◆ 文档片段 ◆
= = = =
代码的循环主要是在parser_parse_statements函数里面，然后每个语句也有每个字的循环遍历。

lexer_next_token

这个函数的作用：

先通过lexer_parse_identifier函数分割单词（line，column，length）
根据单词找到的token类型，修改全局变量context_p.token，然后修改source_p的长度，指向下一个token

lexer_skip_spaces

筛选截取到的代码段属于哪个token type，然后通过修改type，flags，line和column跳过。单纯就是跳过空格token而已

lexer_parse_identifier

这个函数是关键字和参数的寻找，context_p下有三个字段跟关键字定位相关，分别是：line（行），column（列），length（长度）。原代码语句存储在source_p里面

lexer_parse_string

这个也很关键，循环确定变量名称

字节码

Byte定义在jerry-core\parser\js\js-parser-limits.h

ecma_value_t

说明，

/**
 * Description of an ecma value
 * 描述一个ecma值
 *
 * Bit-field structure: type (3) | value (29)
= = = =
◆ 所列条目 ◆
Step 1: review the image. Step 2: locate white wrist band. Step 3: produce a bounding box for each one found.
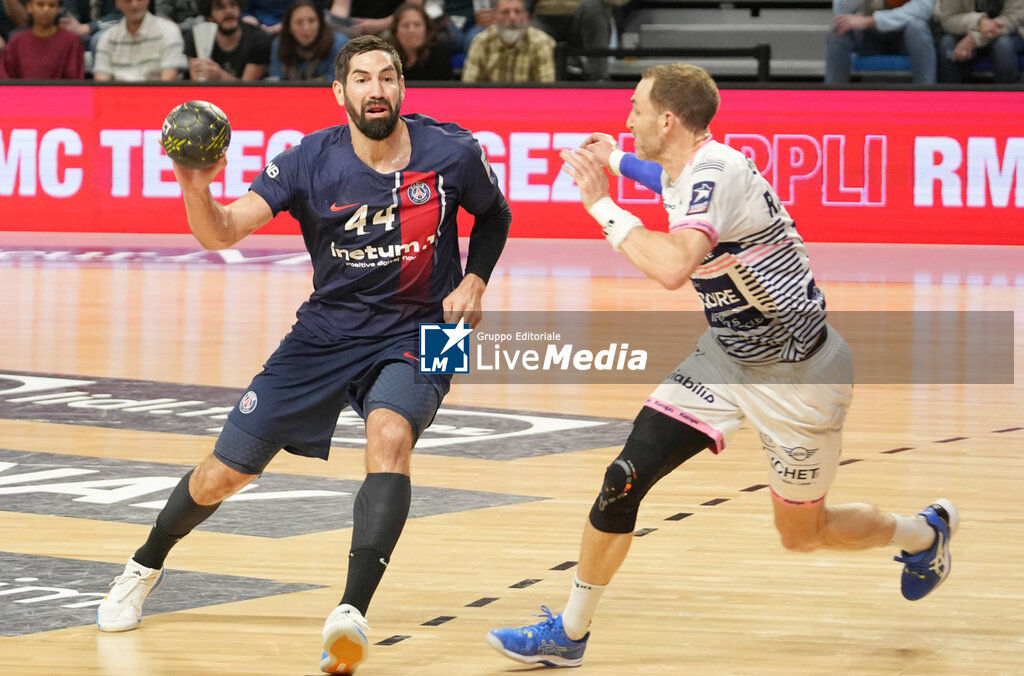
[587,197,643,251]
[608,149,626,176]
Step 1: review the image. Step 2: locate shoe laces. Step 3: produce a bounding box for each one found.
[528,605,557,634]
[110,573,153,602]
[893,530,949,579]
[335,610,370,634]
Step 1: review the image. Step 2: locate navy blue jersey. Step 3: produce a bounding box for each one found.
[252,115,500,340]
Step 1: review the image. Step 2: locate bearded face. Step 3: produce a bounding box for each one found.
[345,94,401,140]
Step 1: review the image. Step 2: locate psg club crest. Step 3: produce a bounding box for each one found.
[239,390,256,413]
[406,180,430,204]
[686,180,715,216]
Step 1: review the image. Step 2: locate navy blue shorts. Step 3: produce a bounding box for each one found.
[217,324,452,464]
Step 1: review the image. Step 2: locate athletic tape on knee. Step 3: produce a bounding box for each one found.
[590,409,712,533]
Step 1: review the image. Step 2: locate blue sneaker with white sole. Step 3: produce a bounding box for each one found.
[895,498,959,601]
[487,605,590,667]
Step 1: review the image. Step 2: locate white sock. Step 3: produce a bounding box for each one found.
[562,575,606,641]
[889,514,935,554]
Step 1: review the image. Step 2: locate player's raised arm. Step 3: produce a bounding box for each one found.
[580,132,664,195]
[174,158,273,249]
[561,150,712,289]
[442,193,512,328]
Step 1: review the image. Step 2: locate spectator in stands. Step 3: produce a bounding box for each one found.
[825,0,936,84]
[270,0,348,82]
[60,0,124,51]
[462,0,555,82]
[329,0,402,35]
[0,0,85,80]
[938,0,1024,84]
[184,0,272,80]
[441,0,495,52]
[388,2,452,81]
[242,0,288,35]
[92,0,188,82]
[0,0,29,40]
[530,0,628,81]
[156,0,203,33]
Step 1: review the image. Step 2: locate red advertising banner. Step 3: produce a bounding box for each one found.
[0,86,1024,245]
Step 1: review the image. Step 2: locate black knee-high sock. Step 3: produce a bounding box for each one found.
[341,472,413,615]
[132,471,220,568]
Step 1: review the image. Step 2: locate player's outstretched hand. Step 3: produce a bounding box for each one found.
[580,132,618,167]
[559,150,608,210]
[171,158,227,193]
[441,272,487,329]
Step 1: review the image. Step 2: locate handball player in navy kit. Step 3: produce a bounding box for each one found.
[97,36,511,673]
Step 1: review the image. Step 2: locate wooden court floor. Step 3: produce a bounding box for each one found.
[0,261,1024,676]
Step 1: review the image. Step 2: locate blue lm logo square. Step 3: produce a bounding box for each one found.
[420,322,472,373]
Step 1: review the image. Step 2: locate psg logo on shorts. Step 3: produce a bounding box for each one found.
[406,180,430,204]
[239,390,257,413]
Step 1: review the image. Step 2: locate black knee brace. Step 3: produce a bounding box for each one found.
[590,407,712,533]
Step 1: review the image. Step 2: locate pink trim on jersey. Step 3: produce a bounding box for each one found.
[769,489,825,507]
[686,133,715,166]
[669,218,718,247]
[644,396,725,455]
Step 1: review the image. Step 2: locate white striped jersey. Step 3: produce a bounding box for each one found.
[662,139,825,364]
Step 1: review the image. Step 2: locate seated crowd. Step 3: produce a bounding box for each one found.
[0,0,1024,84]
[0,0,627,82]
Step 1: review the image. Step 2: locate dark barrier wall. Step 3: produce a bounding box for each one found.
[0,86,1024,245]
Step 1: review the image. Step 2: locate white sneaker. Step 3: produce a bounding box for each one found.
[96,558,164,631]
[321,603,370,674]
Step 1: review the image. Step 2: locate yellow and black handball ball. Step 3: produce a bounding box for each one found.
[160,101,231,169]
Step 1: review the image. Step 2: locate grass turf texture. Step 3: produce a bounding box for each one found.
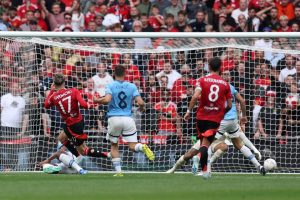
[0,173,300,200]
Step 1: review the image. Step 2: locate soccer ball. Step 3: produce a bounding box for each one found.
[264,158,277,171]
[285,94,298,109]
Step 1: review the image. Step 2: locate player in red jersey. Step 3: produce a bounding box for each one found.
[45,74,107,161]
[167,57,232,178]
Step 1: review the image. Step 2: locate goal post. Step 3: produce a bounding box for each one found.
[0,32,300,173]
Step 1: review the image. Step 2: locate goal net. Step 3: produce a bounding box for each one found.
[0,33,300,173]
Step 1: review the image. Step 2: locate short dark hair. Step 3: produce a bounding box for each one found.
[115,65,125,77]
[177,10,186,16]
[209,57,222,72]
[53,74,65,86]
[64,12,72,17]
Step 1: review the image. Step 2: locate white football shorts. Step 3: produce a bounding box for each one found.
[216,119,242,139]
[106,116,137,143]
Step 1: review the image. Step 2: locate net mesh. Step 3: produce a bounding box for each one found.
[0,37,300,173]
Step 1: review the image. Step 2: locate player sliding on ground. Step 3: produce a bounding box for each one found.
[45,74,107,171]
[94,65,154,176]
[167,57,232,178]
[39,145,86,174]
[192,71,266,175]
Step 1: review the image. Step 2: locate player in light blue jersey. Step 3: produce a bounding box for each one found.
[94,65,154,176]
[192,71,266,175]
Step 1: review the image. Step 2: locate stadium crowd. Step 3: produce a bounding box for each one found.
[0,0,300,170]
[0,0,300,32]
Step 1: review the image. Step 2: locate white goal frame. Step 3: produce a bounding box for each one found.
[0,31,300,174]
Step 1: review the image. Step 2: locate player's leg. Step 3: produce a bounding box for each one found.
[122,117,155,161]
[76,143,108,158]
[166,147,199,174]
[231,137,266,175]
[57,130,79,157]
[58,152,87,174]
[240,131,262,160]
[192,140,201,175]
[207,140,228,172]
[106,117,123,177]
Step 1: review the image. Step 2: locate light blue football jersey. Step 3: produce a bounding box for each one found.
[224,84,238,120]
[105,81,140,117]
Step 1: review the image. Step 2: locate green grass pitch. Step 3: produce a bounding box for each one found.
[0,173,300,200]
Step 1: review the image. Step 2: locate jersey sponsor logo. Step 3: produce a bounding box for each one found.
[204,78,227,86]
[204,106,220,111]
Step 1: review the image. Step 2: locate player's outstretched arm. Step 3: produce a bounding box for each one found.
[45,89,55,109]
[75,89,89,109]
[93,94,112,105]
[235,93,248,125]
[183,88,201,121]
[135,96,145,112]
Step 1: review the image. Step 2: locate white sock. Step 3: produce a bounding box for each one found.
[174,155,185,169]
[240,132,258,152]
[111,158,122,173]
[58,153,82,172]
[240,145,260,168]
[134,143,143,152]
[210,149,224,164]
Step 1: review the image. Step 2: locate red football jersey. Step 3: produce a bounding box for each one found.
[45,88,88,126]
[196,74,231,123]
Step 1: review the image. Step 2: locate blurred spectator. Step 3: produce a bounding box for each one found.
[92,63,113,97]
[163,0,182,21]
[156,61,181,89]
[1,83,29,170]
[278,15,292,32]
[17,1,39,23]
[174,51,190,71]
[141,14,154,32]
[291,22,300,32]
[265,41,285,69]
[41,0,77,31]
[171,64,196,103]
[71,0,85,32]
[294,60,300,88]
[231,0,248,23]
[20,10,34,31]
[186,0,207,20]
[34,9,48,31]
[133,21,152,49]
[152,0,171,14]
[289,5,300,25]
[57,13,73,31]
[235,14,252,32]
[278,55,297,82]
[95,14,106,32]
[161,13,178,32]
[254,95,281,139]
[259,7,280,31]
[107,0,130,23]
[0,16,8,31]
[136,0,152,16]
[154,90,182,136]
[190,11,206,32]
[7,7,23,30]
[148,5,165,32]
[123,7,140,32]
[86,21,99,32]
[84,3,99,27]
[121,53,142,83]
[276,0,298,20]
[175,10,188,32]
[247,8,260,32]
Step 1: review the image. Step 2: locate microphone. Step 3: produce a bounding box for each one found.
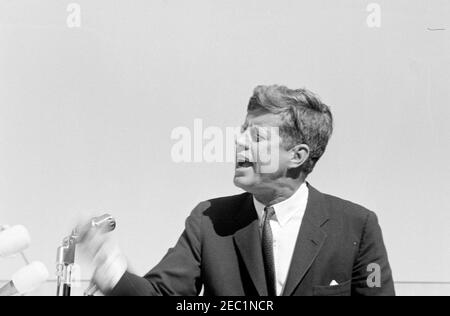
[0,261,49,296]
[0,225,31,257]
[56,214,116,296]
[72,214,117,243]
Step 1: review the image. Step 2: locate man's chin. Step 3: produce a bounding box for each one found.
[234,172,254,192]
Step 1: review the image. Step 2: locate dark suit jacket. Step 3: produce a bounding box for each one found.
[109,184,395,296]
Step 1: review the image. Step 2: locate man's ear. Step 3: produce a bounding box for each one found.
[289,144,310,169]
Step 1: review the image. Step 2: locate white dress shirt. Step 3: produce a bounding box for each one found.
[253,183,309,296]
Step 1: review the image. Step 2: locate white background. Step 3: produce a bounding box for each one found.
[0,0,450,294]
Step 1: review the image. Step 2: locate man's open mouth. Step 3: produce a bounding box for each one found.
[236,158,253,168]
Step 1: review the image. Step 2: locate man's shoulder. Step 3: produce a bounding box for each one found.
[193,192,252,216]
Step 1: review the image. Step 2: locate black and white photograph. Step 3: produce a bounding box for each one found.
[0,0,450,298]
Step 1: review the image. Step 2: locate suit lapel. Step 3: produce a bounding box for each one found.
[233,195,268,296]
[283,184,329,296]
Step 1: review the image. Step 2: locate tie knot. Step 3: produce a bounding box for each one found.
[264,206,275,220]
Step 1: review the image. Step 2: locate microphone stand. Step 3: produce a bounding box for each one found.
[56,234,76,296]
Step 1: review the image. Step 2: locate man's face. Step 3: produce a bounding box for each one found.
[234,112,292,193]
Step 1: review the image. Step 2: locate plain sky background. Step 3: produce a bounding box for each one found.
[0,0,450,288]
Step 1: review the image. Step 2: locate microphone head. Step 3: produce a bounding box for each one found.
[0,225,31,257]
[11,261,49,294]
[91,214,117,232]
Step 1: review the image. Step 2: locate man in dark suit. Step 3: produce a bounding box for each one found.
[84,86,395,296]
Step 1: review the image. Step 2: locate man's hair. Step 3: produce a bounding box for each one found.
[247,85,333,175]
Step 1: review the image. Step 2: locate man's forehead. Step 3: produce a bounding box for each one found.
[245,112,282,127]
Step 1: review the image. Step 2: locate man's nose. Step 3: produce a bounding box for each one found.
[236,132,250,152]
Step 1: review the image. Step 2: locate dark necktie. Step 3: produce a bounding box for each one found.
[262,207,277,296]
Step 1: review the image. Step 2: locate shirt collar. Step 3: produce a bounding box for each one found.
[253,182,308,226]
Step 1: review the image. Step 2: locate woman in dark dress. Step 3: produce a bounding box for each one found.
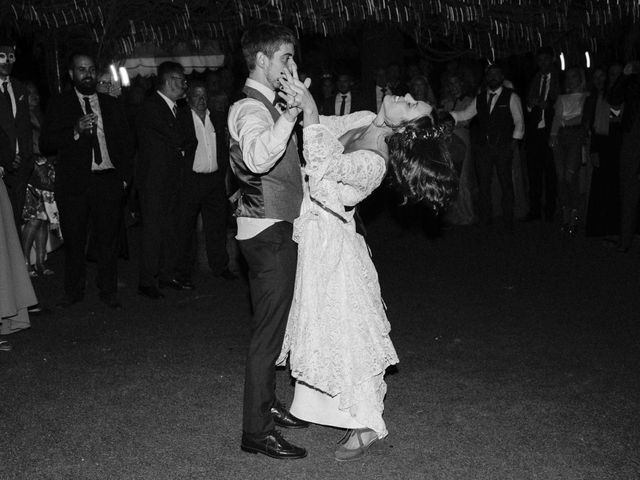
[585,67,622,237]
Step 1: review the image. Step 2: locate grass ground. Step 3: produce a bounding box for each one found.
[0,209,640,480]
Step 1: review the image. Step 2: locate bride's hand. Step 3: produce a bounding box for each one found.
[279,61,316,110]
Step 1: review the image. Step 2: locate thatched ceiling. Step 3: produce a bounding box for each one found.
[0,0,640,58]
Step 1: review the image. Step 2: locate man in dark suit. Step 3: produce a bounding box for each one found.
[450,64,524,231]
[175,82,236,287]
[322,73,365,116]
[40,53,133,308]
[525,47,560,222]
[136,62,197,299]
[0,39,33,227]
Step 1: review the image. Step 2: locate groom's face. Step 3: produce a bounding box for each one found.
[265,43,295,90]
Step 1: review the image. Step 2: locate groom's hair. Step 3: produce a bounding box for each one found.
[240,23,296,71]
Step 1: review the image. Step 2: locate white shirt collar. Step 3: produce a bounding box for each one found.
[73,87,98,100]
[156,90,176,112]
[244,78,276,103]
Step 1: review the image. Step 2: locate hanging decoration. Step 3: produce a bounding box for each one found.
[0,0,640,59]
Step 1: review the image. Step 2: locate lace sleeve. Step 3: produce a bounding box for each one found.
[320,111,376,138]
[303,124,386,207]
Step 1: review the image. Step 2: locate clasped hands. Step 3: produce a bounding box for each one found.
[277,60,315,121]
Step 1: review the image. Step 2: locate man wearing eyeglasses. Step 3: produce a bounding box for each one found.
[0,38,33,231]
[136,62,197,300]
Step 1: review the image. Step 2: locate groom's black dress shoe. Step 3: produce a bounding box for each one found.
[271,402,309,428]
[138,285,164,300]
[240,430,307,460]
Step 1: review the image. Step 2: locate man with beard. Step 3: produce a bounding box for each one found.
[136,62,198,300]
[451,64,524,231]
[0,38,33,227]
[40,53,133,308]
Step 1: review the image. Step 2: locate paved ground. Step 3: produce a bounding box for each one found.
[0,207,640,480]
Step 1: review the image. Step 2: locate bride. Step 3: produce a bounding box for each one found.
[278,65,456,461]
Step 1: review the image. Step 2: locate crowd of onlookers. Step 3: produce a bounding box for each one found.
[0,36,640,350]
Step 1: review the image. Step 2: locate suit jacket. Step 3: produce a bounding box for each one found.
[40,89,133,195]
[322,90,367,115]
[0,78,33,176]
[183,109,229,178]
[524,70,560,130]
[136,92,197,193]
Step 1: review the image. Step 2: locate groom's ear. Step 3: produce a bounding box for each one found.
[256,52,268,68]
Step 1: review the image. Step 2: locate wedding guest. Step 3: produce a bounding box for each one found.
[0,129,38,352]
[40,52,133,309]
[175,81,236,288]
[22,83,61,277]
[322,73,364,116]
[442,73,478,225]
[584,67,622,236]
[525,47,560,222]
[549,67,587,236]
[136,62,197,300]
[0,35,33,229]
[451,64,524,231]
[609,61,640,253]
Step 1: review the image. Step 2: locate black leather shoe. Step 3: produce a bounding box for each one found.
[271,402,309,428]
[160,278,194,290]
[138,285,164,300]
[240,430,307,460]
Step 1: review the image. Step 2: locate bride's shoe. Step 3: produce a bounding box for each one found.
[335,428,379,462]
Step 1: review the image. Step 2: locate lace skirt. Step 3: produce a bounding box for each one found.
[278,208,398,437]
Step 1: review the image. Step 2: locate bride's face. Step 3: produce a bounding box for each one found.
[379,93,433,125]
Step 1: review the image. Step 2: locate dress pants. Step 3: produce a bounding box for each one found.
[526,127,557,220]
[176,171,229,281]
[138,182,179,288]
[56,169,124,299]
[475,143,514,226]
[238,221,298,435]
[620,121,640,248]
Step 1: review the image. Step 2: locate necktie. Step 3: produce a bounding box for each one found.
[2,82,15,116]
[540,74,549,100]
[487,92,496,113]
[83,97,102,165]
[540,73,549,122]
[340,95,347,116]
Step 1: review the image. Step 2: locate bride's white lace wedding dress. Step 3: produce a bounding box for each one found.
[278,112,398,438]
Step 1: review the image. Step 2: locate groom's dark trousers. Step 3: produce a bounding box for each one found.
[238,221,298,435]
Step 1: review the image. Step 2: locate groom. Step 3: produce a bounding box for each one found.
[228,24,308,459]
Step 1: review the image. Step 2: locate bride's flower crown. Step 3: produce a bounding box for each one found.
[405,125,447,142]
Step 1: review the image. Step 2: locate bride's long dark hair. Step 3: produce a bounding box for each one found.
[386,115,458,211]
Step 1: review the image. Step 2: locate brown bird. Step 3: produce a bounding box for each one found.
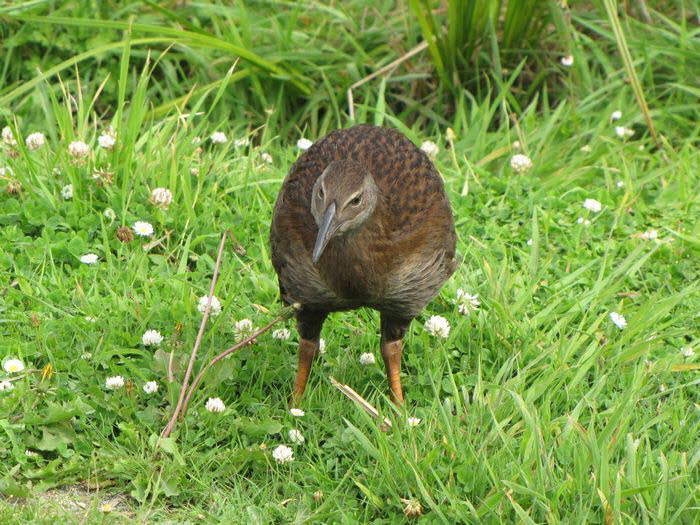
[270,125,457,404]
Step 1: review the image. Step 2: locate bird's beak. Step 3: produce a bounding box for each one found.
[311,202,336,264]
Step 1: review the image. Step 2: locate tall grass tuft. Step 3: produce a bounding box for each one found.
[409,0,560,92]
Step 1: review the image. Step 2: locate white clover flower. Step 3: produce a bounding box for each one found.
[209,131,226,144]
[360,352,375,366]
[615,126,634,139]
[2,126,17,146]
[510,153,532,173]
[68,140,90,159]
[2,358,24,374]
[455,288,480,315]
[272,445,294,464]
[639,230,659,241]
[197,295,221,317]
[134,221,153,237]
[272,328,292,341]
[420,140,440,159]
[233,319,255,341]
[26,132,46,150]
[610,312,627,330]
[105,376,124,390]
[80,253,99,264]
[97,133,117,149]
[150,188,173,210]
[61,184,73,201]
[425,315,450,339]
[583,199,603,213]
[289,428,306,445]
[559,55,574,67]
[141,330,163,346]
[204,397,226,412]
[297,137,314,151]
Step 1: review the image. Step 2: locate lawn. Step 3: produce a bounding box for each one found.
[0,1,700,524]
= = = =
◆ 任务要求 ◆
根据文档片段回答下列问题：
(a) 代码的循环主要在哪个函数里面？
(b) 原代码语句存储在什么里面？
(c) Byte定义在哪个文件中？

◆ 任务答案 ◆
(a) parser_parse_statements函数。
(b) source_p。
(c) jerry-core\parser\js\js-parser-limits.h。